DESCRIPTION OF THE TASK: Substitute "even-odd rule" for each occurrence of "even-odd convention" throughout the records below, and reproduce every line with no other change.

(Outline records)

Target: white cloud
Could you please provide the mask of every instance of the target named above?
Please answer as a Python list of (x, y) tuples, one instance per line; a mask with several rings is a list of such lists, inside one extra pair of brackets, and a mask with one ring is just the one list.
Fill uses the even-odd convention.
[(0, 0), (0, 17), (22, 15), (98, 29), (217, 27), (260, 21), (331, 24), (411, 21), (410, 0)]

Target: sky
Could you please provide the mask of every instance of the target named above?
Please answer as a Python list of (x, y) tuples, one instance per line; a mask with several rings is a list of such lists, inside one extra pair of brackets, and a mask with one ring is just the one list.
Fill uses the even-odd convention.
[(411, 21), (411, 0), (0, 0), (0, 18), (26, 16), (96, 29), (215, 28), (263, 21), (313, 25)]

ANSWER IN FULL:
Target: white cloud
Could you please provide the mask of every instance of the target named above?
Please answer as a Python list of (x, y) tuples, one instance per line; a mask with several rings is a list of such lists, inside one extra pair of brackets, and a mask with one ring is just the one list.
Fill uses the even-odd rule.
[(0, 0), (0, 17), (22, 15), (98, 29), (217, 27), (260, 21), (331, 24), (411, 21), (410, 0)]

Target: sky
Could you please provide the mask of every instance of the target named above?
Please answer as a Python list of (x, y) tuples, one instance per line; a mask with several rings is a list of such lists, inside one extra pair of brackets, and a mask with one ring is just the one list.
Fill uses the even-odd rule.
[(411, 21), (411, 0), (0, 0), (0, 18), (26, 16), (96, 29), (215, 28), (263, 21), (313, 25)]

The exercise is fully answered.